## [EXTRACTED TEXT]

***

CODEWITHSUNDEEP
pythontaskpython-asyncio
dmitry123321
dmitry123321

Reputation: 19

Pause all asyncio tasks in Python

I have some asyncio tasks and I need to pause all of them. This is my part of code:

import asyncio
import random


async def workers1():
    while True:
        k = random.randint(100, 200)
        await asyncio.sleep(k)
        await my_print(k)


async def workers2():
    while True:
        k = random.randint(100, 200)
        await asyncio.sleep(k)
        await my_print(k)


async def my_print(k):
    print(k)
    if k == 122:
        >>>>>>> suspend all of workers
        while k != 155:
            k = await repair()
            await asyncio.sleep(1)
        r>>>>>> resume all of workers

async def main():
    tasks = [asyncio.create_task(workers1()),
             asyncio.create_task(workers2())
             ]
    [await x for x in tasks]


if __name__ == '__main__':
    asyncio.run(main())

How can I suspend all of workers in my code when trouble happens in a function my_print and after repair in my_print resume all of tasks?

I will be glad if you give an example. I have been seen this link. But that's not what I need.

Upvotes: 1

Views: 906

Answers (2)

***

## [SHORT PROBLEM A]
In the asyncio thread, what value of k in my_print should trigger suspending all workers?

## [DATA SECTION]

***

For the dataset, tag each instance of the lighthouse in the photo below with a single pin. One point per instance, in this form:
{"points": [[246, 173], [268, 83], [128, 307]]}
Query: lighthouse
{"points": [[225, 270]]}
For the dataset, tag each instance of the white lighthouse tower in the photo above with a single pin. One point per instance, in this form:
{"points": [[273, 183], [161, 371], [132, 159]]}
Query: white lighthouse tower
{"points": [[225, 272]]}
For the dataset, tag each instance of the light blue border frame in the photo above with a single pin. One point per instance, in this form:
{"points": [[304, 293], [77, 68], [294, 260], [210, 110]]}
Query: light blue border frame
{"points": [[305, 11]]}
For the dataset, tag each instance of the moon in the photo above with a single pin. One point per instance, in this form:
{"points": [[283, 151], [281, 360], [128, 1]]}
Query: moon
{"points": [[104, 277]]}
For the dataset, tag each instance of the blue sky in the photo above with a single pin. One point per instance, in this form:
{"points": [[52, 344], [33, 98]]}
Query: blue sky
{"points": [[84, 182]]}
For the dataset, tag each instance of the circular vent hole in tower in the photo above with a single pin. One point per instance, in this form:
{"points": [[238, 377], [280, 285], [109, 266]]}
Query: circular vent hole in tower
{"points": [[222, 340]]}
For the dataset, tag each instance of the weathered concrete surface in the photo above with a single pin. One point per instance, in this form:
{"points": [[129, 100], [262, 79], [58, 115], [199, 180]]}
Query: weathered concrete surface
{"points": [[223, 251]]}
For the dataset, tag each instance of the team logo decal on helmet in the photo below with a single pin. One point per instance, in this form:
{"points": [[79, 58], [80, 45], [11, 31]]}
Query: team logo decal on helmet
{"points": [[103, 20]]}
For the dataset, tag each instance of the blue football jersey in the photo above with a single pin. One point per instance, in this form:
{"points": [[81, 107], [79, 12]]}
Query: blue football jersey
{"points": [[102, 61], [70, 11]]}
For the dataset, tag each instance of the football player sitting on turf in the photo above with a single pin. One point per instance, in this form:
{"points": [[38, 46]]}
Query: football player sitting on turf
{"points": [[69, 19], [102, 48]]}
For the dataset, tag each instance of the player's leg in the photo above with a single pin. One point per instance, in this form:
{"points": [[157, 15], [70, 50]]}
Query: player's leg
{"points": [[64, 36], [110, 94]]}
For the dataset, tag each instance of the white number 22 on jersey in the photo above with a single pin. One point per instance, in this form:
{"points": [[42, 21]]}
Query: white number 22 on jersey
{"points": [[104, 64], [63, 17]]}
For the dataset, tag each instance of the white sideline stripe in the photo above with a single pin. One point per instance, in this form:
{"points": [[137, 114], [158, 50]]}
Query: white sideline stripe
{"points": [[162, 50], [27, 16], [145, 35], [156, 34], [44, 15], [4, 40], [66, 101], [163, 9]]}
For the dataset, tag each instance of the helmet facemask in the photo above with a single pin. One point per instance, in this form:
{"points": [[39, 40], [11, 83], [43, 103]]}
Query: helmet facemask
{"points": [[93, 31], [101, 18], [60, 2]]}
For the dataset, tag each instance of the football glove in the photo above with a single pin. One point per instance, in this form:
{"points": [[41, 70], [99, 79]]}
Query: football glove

***

## [SHORT PROBLEM B]
Pick out every line of the rows that contains the string "surface", and copy each one. Case counts.

## [SOLUTION A]
A value of 122.

## [SOLUTION B]
For the dataset, tag each instance of the weathered concrete surface in the photo above with a single pin. One point per instance, in this form:
Query: weathered concrete surface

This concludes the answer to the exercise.